Extracted rows
════════════════
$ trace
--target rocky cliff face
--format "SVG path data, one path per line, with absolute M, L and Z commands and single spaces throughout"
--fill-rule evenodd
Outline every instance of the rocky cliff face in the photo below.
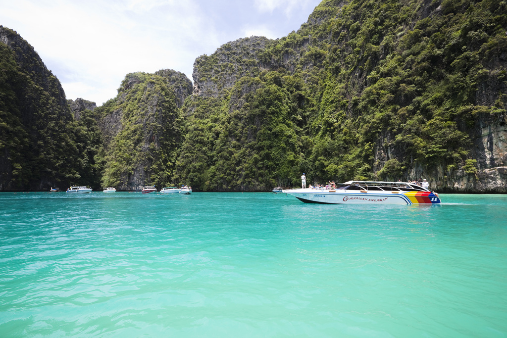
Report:
M 306 85 L 297 94 L 304 133 L 299 141 L 327 147 L 320 154 L 313 146 L 307 155 L 316 160 L 314 170 L 302 167 L 318 179 L 334 173 L 424 177 L 441 192 L 507 192 L 507 37 L 500 24 L 505 13 L 487 2 L 416 2 L 376 7 L 323 1 L 285 37 L 254 41 L 244 53 L 250 42 L 240 39 L 198 58 L 194 95 L 220 100 L 241 78 L 288 73 Z M 242 95 L 251 98 L 257 90 Z M 240 109 L 248 99 L 228 104 Z M 198 110 L 194 104 L 188 111 Z M 411 125 L 416 121 L 420 127 Z M 387 163 L 391 171 L 383 170 Z M 351 165 L 369 172 L 342 169 Z
M 95 111 L 106 153 L 104 186 L 140 191 L 171 183 L 182 137 L 178 107 L 191 92 L 190 81 L 174 70 L 127 75 L 116 98 Z
M 15 31 L 0 26 L 0 191 L 46 190 L 80 176 L 74 120 L 60 82 Z
M 258 75 L 260 53 L 273 41 L 264 36 L 240 39 L 224 45 L 194 63 L 194 95 L 217 97 L 241 78 Z
M 74 119 L 76 120 L 79 120 L 81 117 L 80 113 L 83 110 L 88 110 L 93 111 L 93 109 L 97 107 L 97 104 L 94 102 L 84 100 L 79 97 L 76 99 L 76 101 L 68 99 L 67 100 L 67 102 L 68 103 L 70 111 L 72 111 Z

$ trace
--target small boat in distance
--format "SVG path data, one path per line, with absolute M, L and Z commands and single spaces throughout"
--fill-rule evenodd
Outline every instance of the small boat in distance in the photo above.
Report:
M 437 193 L 413 183 L 349 181 L 336 188 L 283 191 L 305 203 L 324 204 L 438 204 Z
M 184 185 L 179 190 L 179 193 L 182 195 L 190 195 L 192 194 L 192 187 Z
M 177 186 L 169 186 L 162 188 L 159 192 L 161 194 L 175 194 L 179 192 L 179 188 Z
M 150 193 L 154 193 L 156 191 L 157 191 L 157 189 L 154 186 L 144 186 L 141 192 L 143 194 L 150 194 Z
M 67 191 L 66 192 L 70 193 L 71 194 L 90 194 L 92 192 L 92 189 L 86 186 L 78 186 L 77 185 L 73 185 L 68 189 L 67 189 Z

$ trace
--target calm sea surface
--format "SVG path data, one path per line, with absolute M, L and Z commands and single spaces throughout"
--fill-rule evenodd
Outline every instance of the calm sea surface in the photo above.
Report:
M 0 193 L 0 337 L 506 337 L 507 196 Z

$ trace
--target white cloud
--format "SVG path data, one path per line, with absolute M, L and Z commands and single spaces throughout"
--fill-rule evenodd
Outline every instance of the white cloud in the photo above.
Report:
M 100 105 L 129 72 L 170 68 L 191 80 L 196 58 L 229 41 L 297 29 L 319 0 L 255 1 L 0 0 L 0 24 L 33 47 L 67 98 Z
M 275 10 L 280 9 L 287 17 L 290 17 L 297 9 L 304 7 L 308 2 L 308 0 L 255 0 L 260 12 L 273 13 Z

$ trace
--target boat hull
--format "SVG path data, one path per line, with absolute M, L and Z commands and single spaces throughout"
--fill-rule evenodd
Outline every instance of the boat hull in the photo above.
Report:
M 438 204 L 438 195 L 430 192 L 392 192 L 294 189 L 284 190 L 306 203 L 323 204 Z
M 86 187 L 80 187 L 79 189 L 73 189 L 71 187 L 66 192 L 68 194 L 90 194 L 92 192 L 92 189 Z
M 160 191 L 161 194 L 177 194 L 179 192 L 179 189 L 162 189 Z

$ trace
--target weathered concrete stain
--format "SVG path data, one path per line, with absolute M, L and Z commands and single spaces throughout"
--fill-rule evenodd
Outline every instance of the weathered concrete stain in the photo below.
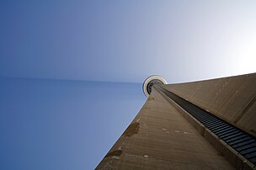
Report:
M 135 134 L 137 134 L 140 129 L 140 124 L 138 122 L 131 124 L 127 130 L 124 132 L 124 135 L 131 136 Z
M 115 150 L 114 151 L 110 151 L 109 153 L 108 153 L 105 157 L 119 157 L 122 154 L 122 151 L 121 150 Z
M 154 100 L 155 98 L 153 97 L 149 97 L 147 99 L 148 100 Z

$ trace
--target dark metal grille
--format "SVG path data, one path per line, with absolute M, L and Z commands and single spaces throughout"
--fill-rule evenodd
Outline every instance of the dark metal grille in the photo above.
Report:
M 256 164 L 256 138 L 253 135 L 221 120 L 160 86 L 154 87 L 164 93 L 243 157 L 253 164 Z

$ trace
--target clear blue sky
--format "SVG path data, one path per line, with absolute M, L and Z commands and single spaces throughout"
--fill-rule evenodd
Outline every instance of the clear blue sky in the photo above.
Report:
M 2 0 L 0 169 L 94 168 L 152 74 L 173 83 L 255 72 L 255 9 L 254 0 Z

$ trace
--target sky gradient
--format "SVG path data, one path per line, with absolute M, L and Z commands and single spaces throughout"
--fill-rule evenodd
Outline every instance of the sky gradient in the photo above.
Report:
M 256 72 L 255 1 L 1 1 L 0 76 L 179 82 Z
M 256 72 L 256 1 L 0 1 L 0 169 L 93 169 L 143 81 Z

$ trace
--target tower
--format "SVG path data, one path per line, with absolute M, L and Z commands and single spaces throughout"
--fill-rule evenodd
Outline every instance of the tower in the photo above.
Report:
M 143 84 L 148 97 L 96 169 L 256 169 L 256 73 Z

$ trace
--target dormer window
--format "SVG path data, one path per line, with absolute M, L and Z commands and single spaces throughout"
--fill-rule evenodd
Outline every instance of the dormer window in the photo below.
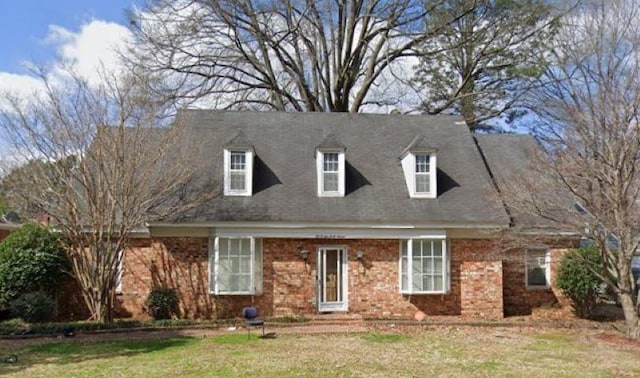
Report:
M 230 151 L 229 175 L 231 178 L 229 189 L 232 192 L 247 191 L 247 152 Z
M 344 197 L 344 152 L 318 151 L 318 196 Z
M 431 192 L 431 165 L 429 155 L 416 155 L 416 194 Z
M 253 147 L 240 132 L 224 150 L 224 195 L 250 196 L 253 193 Z
M 400 156 L 411 198 L 436 198 L 436 152 L 424 137 L 418 136 Z
M 319 197 L 344 197 L 345 150 L 344 145 L 333 134 L 329 134 L 316 147 Z
M 338 192 L 338 179 L 340 177 L 340 164 L 337 152 L 325 152 L 322 154 L 322 191 L 324 193 Z

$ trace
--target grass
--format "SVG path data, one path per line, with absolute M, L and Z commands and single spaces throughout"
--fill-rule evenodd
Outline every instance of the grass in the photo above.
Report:
M 267 319 L 272 324 L 281 323 L 306 323 L 309 321 L 304 316 L 283 316 Z M 220 319 L 220 320 L 193 320 L 193 319 L 166 319 L 166 320 L 119 320 L 113 323 L 96 323 L 96 322 L 68 322 L 68 323 L 27 323 L 21 319 L 10 319 L 0 321 L 0 336 L 14 335 L 57 335 L 64 328 L 70 328 L 77 331 L 98 331 L 98 330 L 114 330 L 114 329 L 134 329 L 134 328 L 150 328 L 150 329 L 166 329 L 166 328 L 187 328 L 195 327 L 223 327 L 227 325 L 235 325 L 237 319 Z
M 585 331 L 586 332 L 586 331 Z M 163 338 L 158 338 L 162 336 Z M 408 377 L 640 375 L 640 347 L 592 333 L 436 328 L 412 333 L 184 337 L 0 342 L 0 375 L 16 377 Z M 126 338 L 126 336 L 123 336 Z M 40 341 L 42 342 L 42 341 Z

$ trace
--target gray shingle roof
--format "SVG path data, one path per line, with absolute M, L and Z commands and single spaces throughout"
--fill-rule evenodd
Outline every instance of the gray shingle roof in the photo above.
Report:
M 524 175 L 531 174 L 532 155 L 540 151 L 540 146 L 531 135 L 519 134 L 498 134 L 498 135 L 476 135 L 478 146 L 487 160 L 493 178 L 501 190 L 505 189 L 510 182 L 521 180 Z M 542 182 L 540 193 L 549 192 Z M 559 193 L 548 193 L 559 195 Z M 504 201 L 510 208 L 511 216 L 515 225 L 525 228 L 553 227 L 554 223 L 534 214 L 525 214 L 514 207 L 513 199 L 509 195 L 504 195 Z M 567 202 L 570 206 L 571 202 Z
M 459 117 L 187 110 L 184 143 L 198 143 L 205 172 L 223 179 L 223 145 L 242 132 L 256 153 L 254 194 L 211 200 L 183 222 L 282 221 L 506 225 L 508 217 Z M 317 196 L 315 149 L 346 147 L 346 195 Z M 438 150 L 438 197 L 412 199 L 399 157 L 416 136 Z M 195 145 L 195 144 L 194 144 Z M 166 219 L 165 221 L 171 221 Z

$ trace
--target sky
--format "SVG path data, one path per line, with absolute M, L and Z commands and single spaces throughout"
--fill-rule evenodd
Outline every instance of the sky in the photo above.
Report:
M 102 64 L 117 67 L 114 48 L 129 36 L 127 10 L 141 1 L 0 0 L 0 92 L 28 98 L 41 85 L 29 67 L 55 72 L 59 58 L 88 80 Z M 0 134 L 0 175 L 16 155 L 4 139 Z
M 126 25 L 133 0 L 0 0 L 0 72 L 24 73 L 24 62 L 46 64 L 62 31 L 78 34 L 92 21 Z M 107 37 L 108 36 L 104 36 Z
M 76 63 L 87 77 L 100 62 L 115 65 L 126 40 L 127 9 L 141 0 L 0 0 L 0 91 L 29 95 L 38 86 L 29 66 Z M 1 142 L 1 141 L 0 141 Z

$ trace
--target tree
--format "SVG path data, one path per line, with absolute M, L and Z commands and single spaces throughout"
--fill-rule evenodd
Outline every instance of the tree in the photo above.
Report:
M 53 296 L 70 274 L 69 261 L 57 235 L 27 223 L 0 243 L 0 303 L 43 291 Z
M 357 112 L 439 25 L 424 1 L 153 0 L 132 15 L 123 54 L 165 96 L 211 107 Z
M 163 127 L 164 104 L 145 91 L 145 77 L 102 72 L 89 84 L 64 65 L 36 74 L 42 91 L 4 94 L 0 110 L 0 129 L 31 162 L 14 177 L 15 194 L 51 219 L 93 318 L 111 321 L 132 233 L 209 198 L 197 193 L 199 146 L 176 143 L 179 124 Z
M 37 203 L 28 202 L 29 198 L 21 195 L 24 189 L 22 186 L 29 185 L 29 177 L 35 174 L 35 172 L 43 175 L 55 175 L 57 165 L 74 164 L 74 160 L 75 156 L 69 156 L 53 162 L 42 159 L 31 159 L 22 165 L 12 168 L 3 176 L 2 182 L 0 182 L 0 198 L 4 199 L 6 210 L 15 211 L 20 217 L 25 219 L 38 219 L 43 215 L 41 213 L 42 210 L 38 208 Z M 56 187 L 56 189 L 61 188 Z M 55 190 L 51 192 L 55 192 Z M 41 193 L 41 195 L 52 199 L 50 193 Z M 0 211 L 0 214 L 1 213 Z
M 447 0 L 427 17 L 443 25 L 422 45 L 414 80 L 422 109 L 461 114 L 471 130 L 511 111 L 547 67 L 564 12 L 546 0 Z M 509 118 L 509 117 L 507 117 Z
M 545 86 L 531 93 L 532 124 L 546 153 L 506 195 L 517 211 L 584 235 L 600 250 L 592 271 L 624 311 L 627 335 L 640 338 L 631 262 L 640 243 L 640 7 L 593 0 L 559 35 Z

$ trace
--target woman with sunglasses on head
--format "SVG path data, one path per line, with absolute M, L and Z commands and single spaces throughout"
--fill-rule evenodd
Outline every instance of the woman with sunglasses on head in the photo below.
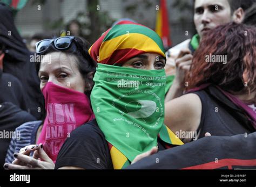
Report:
M 89 97 L 96 63 L 88 54 L 89 47 L 86 41 L 74 37 L 36 44 L 37 54 L 42 57 L 37 70 L 46 117 L 16 128 L 21 138 L 11 140 L 4 168 L 53 169 L 70 133 L 95 118 Z

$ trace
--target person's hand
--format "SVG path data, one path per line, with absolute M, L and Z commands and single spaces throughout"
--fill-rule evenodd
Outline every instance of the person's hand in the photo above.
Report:
M 33 147 L 33 146 L 32 146 Z M 55 164 L 43 149 L 43 144 L 33 147 L 26 147 L 20 153 L 14 154 L 16 160 L 12 163 L 4 164 L 4 168 L 8 169 L 53 169 Z M 33 151 L 33 157 L 27 155 Z M 30 154 L 30 153 L 29 153 Z
M 137 155 L 135 159 L 132 161 L 131 164 L 134 164 L 135 162 L 138 162 L 139 160 L 145 158 L 145 157 L 153 155 L 153 154 L 157 153 L 158 148 L 157 147 L 153 147 L 151 150 L 149 150 L 145 153 L 142 153 L 140 155 Z
M 190 69 L 193 55 L 189 49 L 183 49 L 180 51 L 175 60 L 176 74 L 175 78 L 171 88 L 166 94 L 165 102 L 179 97 L 183 94 L 184 90 L 185 78 Z
M 192 59 L 193 55 L 189 49 L 183 49 L 180 51 L 175 60 L 176 74 L 173 83 L 184 88 L 185 77 L 190 69 Z
M 29 156 L 32 152 L 37 150 L 39 147 L 38 145 L 30 145 L 26 146 L 19 150 L 19 153 L 25 155 Z M 37 159 L 36 158 L 35 158 Z M 22 162 L 20 160 L 16 159 L 12 163 L 13 164 L 17 164 L 20 166 L 26 166 L 26 164 Z

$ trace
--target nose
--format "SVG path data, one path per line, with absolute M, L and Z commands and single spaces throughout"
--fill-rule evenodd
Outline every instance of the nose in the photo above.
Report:
M 53 76 L 49 76 L 49 78 L 48 79 L 48 82 L 51 82 L 53 84 L 57 84 L 57 85 L 59 83 L 58 81 L 56 78 L 56 77 Z
M 210 12 L 208 10 L 206 10 L 204 11 L 201 19 L 202 23 L 204 25 L 208 24 L 211 21 L 210 16 Z

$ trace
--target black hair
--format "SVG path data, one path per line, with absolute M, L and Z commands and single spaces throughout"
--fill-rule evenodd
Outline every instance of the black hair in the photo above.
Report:
M 66 31 L 70 31 L 70 25 L 71 25 L 72 24 L 77 24 L 78 26 L 78 27 L 79 27 L 79 33 L 78 33 L 78 35 L 80 35 L 82 34 L 82 25 L 80 23 L 80 22 L 79 22 L 78 20 L 76 20 L 76 19 L 73 19 L 72 20 L 71 20 L 70 21 L 69 21 L 68 24 L 66 25 Z M 72 33 L 71 33 L 71 34 L 72 34 Z
M 45 51 L 40 53 L 40 55 L 45 55 L 55 52 L 60 52 L 75 56 L 77 60 L 76 62 L 77 64 L 80 73 L 83 76 L 83 78 L 87 85 L 91 85 L 91 89 L 85 92 L 90 98 L 94 82 L 92 80 L 93 78 L 89 75 L 89 73 L 96 71 L 97 63 L 94 61 L 89 55 L 88 50 L 91 46 L 90 43 L 81 37 L 75 37 L 74 40 L 75 40 L 75 41 L 72 41 L 68 49 L 58 50 L 51 45 Z M 81 51 L 82 49 L 83 51 Z M 38 73 L 40 63 L 37 63 L 36 69 L 37 73 Z
M 5 47 L 4 46 L 4 44 L 0 42 L 0 52 L 1 53 L 4 52 L 4 49 Z
M 256 26 L 256 3 L 245 12 L 242 23 Z

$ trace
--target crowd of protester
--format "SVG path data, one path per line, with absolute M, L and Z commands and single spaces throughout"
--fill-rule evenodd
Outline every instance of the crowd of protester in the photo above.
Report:
M 194 3 L 197 34 L 167 51 L 130 20 L 92 45 L 73 20 L 71 35 L 35 34 L 29 51 L 0 3 L 0 131 L 16 135 L 0 164 L 256 168 L 256 1 Z

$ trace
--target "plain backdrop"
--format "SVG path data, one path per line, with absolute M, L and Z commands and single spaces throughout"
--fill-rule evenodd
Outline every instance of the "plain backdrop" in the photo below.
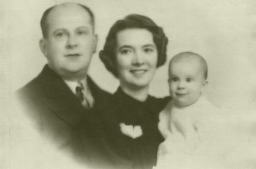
════════════════
Please print the rows verbatim, beginning at the very first line and stopping after the line that contains "M 95 111 L 106". Leave the picture out of your answer.

**Reply**
$ trace
--target rocky cliff face
--format "SVG path data, one path per line, with absolute M, L and Z commands and single spaces throughout"
--fill-rule evenodd
Outline every instance of the rocky cliff face in the photo below.
Report:
M 306 85 L 297 94 L 304 133 L 299 141 L 327 147 L 320 154 L 313 146 L 307 155 L 316 160 L 314 170 L 302 167 L 318 179 L 334 173 L 424 177 L 441 192 L 507 192 L 507 37 L 500 24 L 505 13 L 487 2 L 416 2 L 376 7 L 323 1 L 285 37 L 254 41 L 244 53 L 250 42 L 240 39 L 198 58 L 194 95 L 220 100 L 241 78 L 288 73 Z M 242 95 L 251 98 L 257 90 Z M 240 109 L 248 99 L 228 104 Z M 198 110 L 194 104 L 188 111 Z M 411 125 L 416 121 L 420 127 Z M 387 163 L 391 171 L 383 170 Z M 351 165 L 369 172 L 342 169 Z
M 95 111 L 106 153 L 104 186 L 140 191 L 171 183 L 182 137 L 178 107 L 191 92 L 190 81 L 174 70 L 127 75 L 116 98 Z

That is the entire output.